■ **What the exercise asks**: Of the material below, the lines to be retyped are those from the line containing "Target: backpack" through the line containing "Target: red jacket", inclusive; reproduce them exactly.

★ ★ ★ ★ ★ ★ ★

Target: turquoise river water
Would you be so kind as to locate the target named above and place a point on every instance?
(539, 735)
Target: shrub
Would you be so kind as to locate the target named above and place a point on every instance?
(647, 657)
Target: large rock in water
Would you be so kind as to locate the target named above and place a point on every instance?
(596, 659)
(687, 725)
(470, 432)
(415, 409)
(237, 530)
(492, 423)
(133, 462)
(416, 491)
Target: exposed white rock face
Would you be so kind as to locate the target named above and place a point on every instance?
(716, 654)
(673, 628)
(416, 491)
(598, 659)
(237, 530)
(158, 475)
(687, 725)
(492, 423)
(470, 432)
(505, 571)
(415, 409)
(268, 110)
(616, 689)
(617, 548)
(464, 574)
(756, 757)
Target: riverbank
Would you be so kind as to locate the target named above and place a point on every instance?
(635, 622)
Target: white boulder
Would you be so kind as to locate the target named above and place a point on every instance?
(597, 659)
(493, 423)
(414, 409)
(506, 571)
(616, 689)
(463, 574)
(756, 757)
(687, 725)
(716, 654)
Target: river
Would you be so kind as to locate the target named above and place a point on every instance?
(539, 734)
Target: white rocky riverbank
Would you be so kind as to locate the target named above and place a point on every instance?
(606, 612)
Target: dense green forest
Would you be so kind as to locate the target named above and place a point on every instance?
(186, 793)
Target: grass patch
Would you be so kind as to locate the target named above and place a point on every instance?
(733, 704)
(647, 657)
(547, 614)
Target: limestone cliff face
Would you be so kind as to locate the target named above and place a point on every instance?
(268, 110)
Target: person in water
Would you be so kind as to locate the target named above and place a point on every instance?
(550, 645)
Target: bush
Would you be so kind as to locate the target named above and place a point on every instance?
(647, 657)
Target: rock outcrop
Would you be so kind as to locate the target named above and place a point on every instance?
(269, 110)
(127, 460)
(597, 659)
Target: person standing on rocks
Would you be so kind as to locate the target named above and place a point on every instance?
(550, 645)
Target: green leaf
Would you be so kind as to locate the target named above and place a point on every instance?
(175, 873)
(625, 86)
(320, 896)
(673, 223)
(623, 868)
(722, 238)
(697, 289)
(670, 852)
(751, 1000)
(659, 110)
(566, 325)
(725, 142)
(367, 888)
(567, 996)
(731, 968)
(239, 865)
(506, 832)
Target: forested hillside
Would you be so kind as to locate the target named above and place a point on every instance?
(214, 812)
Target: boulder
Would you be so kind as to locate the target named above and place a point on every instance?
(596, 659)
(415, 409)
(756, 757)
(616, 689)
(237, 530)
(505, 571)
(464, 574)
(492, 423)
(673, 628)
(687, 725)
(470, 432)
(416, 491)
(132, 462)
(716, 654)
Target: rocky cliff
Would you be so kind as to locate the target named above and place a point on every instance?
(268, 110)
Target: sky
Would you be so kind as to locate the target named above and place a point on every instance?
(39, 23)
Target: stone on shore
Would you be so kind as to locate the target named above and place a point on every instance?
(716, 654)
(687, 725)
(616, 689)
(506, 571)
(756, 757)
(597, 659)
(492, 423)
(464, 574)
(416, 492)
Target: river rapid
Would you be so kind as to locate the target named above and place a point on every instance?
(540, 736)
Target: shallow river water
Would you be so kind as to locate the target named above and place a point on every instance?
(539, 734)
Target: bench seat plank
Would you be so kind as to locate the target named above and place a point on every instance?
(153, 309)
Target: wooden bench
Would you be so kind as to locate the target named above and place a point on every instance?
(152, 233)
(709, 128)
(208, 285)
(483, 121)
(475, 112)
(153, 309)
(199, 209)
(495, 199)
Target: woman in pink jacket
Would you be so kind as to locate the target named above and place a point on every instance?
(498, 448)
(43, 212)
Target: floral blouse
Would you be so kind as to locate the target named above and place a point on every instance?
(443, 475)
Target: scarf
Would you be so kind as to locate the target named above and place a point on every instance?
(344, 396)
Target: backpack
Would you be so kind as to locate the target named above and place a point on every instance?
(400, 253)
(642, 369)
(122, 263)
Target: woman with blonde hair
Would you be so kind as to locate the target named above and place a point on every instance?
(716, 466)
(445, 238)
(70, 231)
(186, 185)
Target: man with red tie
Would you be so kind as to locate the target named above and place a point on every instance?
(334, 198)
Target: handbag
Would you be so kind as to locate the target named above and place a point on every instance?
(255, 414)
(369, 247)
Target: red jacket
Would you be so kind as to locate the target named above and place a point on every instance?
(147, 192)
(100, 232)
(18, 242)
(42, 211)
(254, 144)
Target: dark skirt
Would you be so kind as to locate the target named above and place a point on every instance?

★ ★ ★ ★ ★ ★ ★

■ **Finished task**:
Target: backpack
Would you be so kind as to locate the target named above and place a point on every instance?
(400, 253)
(642, 369)
(122, 263)
Target: woman with blonde hair
Would you be so kind as to locate the target named above and place a point on every instance?
(716, 466)
(445, 238)
(70, 231)
(186, 185)
Target: man with red tie
Would you be so kind as to locate the target named above and place a point on every instance?
(334, 198)
Target: handbag
Would you be so kind as to locate the target named above and place a point on every instance?
(255, 414)
(369, 247)
Target: red jacket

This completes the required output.